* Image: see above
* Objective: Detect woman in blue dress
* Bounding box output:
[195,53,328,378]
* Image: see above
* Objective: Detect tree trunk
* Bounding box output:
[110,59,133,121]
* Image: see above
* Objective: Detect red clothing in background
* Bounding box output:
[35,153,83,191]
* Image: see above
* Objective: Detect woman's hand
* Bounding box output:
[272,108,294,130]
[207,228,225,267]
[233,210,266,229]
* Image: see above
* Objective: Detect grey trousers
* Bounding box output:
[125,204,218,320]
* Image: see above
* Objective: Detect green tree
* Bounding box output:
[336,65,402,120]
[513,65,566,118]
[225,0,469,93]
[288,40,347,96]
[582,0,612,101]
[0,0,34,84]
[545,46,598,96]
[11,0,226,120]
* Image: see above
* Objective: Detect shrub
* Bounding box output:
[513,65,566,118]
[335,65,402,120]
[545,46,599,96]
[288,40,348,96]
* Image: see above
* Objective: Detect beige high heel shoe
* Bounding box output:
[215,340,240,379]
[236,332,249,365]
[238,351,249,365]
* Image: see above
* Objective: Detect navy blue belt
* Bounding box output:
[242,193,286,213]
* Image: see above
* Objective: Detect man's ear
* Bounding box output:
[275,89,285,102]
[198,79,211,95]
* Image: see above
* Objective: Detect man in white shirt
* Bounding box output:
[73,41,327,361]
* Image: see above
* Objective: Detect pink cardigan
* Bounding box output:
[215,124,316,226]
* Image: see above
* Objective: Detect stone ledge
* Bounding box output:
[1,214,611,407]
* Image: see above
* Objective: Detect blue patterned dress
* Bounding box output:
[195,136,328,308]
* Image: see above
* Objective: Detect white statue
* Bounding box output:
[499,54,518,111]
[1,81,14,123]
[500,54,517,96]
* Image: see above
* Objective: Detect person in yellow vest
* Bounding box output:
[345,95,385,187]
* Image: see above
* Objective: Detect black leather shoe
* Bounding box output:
━━━━━━━━━━
- **WORK TO BE COMPLETED**: Copy out the full set of entries without altering anything.

- **WRITTEN SOLUTION**:
* Image: see above
* Objective: Detect woman in blue dress
* Bounding box output:
[195,53,328,378]
* Image: see above
* Objective: Detect tree trunk
* Bounding box output:
[110,59,133,121]
* Image: see above
* Objective: Detect red clothing in background
* Bounding box output:
[35,153,83,191]
* Image: see above
* Objective: Detect woman's hand
* Bounding box output:
[272,108,294,130]
[207,228,225,267]
[233,210,266,229]
* Image: see above
* Objective: Detect grey trousers
* Bounding box output:
[125,204,218,320]
* Image: see above
* Objective: Detect green tree
* Bounding box output:
[336,65,402,120]
[513,65,566,118]
[225,0,469,93]
[288,40,347,96]
[582,0,612,101]
[0,0,34,84]
[545,46,598,96]
[11,0,226,120]
* Image: see above
* Objective: Detect shrub
* Bounding box output:
[513,65,566,118]
[335,65,402,120]
[545,46,599,96]
[288,40,348,96]
* Image: see above
* Objective: Detect beige high heel shoe
* Bounding box output:
[215,340,240,379]
[236,332,249,365]
[238,351,249,365]
* Image: see above
* Objective: Detect navy blue belt
* Bounding box output:
[242,193,286,213]
* Image: see above
* Objective: Detect man's ear
* Bounding box output:
[275,89,285,102]
[198,79,211,95]
* Image: see above
* Objective: Detect man in white shirt
* Bounding box output:
[73,41,327,361]
* Image: see above
* Objective: Detect pink cardigan
* Bounding box output:
[215,124,316,226]
* Image: see above
* Objective: Detect stone ledge
* Bounding box output:
[1,214,611,407]
* Image: see above
* Objective: Detect blue patterned dress
* Bounding box output:
[195,136,328,308]
* Image: see above
* Objective: Detect white statue
* Bounding box output:
[499,54,518,111]
[1,81,14,123]
[500,54,517,96]
* Image: see above
* Objective: Detect person in yellow vest
* Bounding box output:
[345,95,385,187]
* Image: see above
* Objective: Detect black leather shoe
* Bounding box output:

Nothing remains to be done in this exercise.